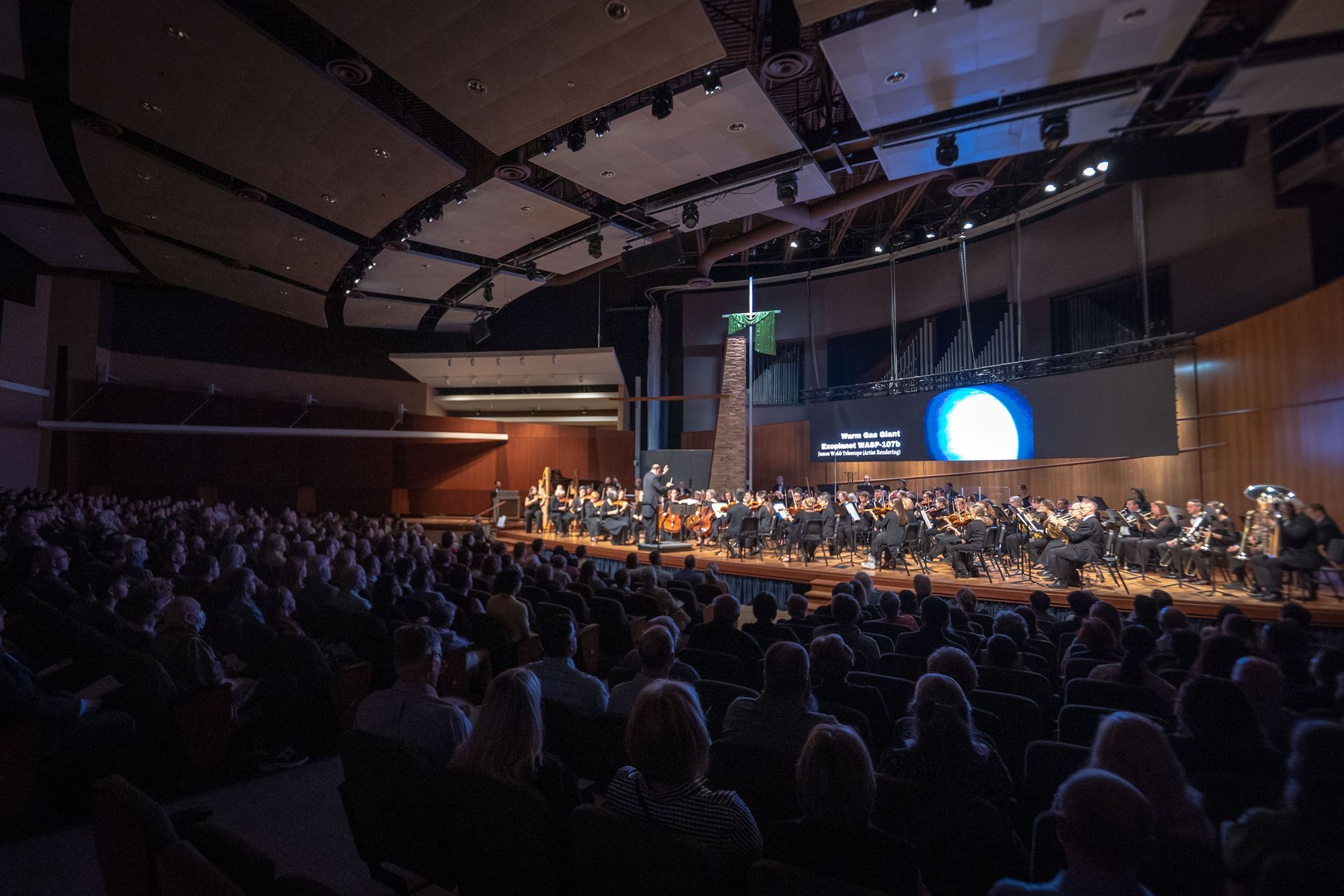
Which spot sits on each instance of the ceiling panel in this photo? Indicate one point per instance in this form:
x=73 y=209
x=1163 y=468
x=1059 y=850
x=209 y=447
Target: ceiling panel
x=643 y=156
x=1303 y=83
x=540 y=65
x=1093 y=121
x=752 y=200
x=233 y=99
x=575 y=255
x=148 y=192
x=61 y=238
x=192 y=270
x=1307 y=18
x=414 y=274
x=384 y=314
x=498 y=218
x=961 y=55
x=11 y=49
x=24 y=167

# GIVEN EXERCISE
Copy the data above line for line without any changes, and omit the pictures.

# TASK ANSWER
Which spot sits on each instance of the ceiling panel in this photo? Indicate one point per instance in this form:
x=73 y=209
x=1163 y=468
x=1059 y=850
x=209 y=447
Target: ceiling panel
x=643 y=156
x=1303 y=83
x=540 y=65
x=1093 y=121
x=752 y=200
x=233 y=99
x=575 y=255
x=148 y=192
x=61 y=238
x=192 y=270
x=1307 y=18
x=414 y=274
x=384 y=314
x=498 y=218
x=961 y=55
x=11 y=49
x=24 y=167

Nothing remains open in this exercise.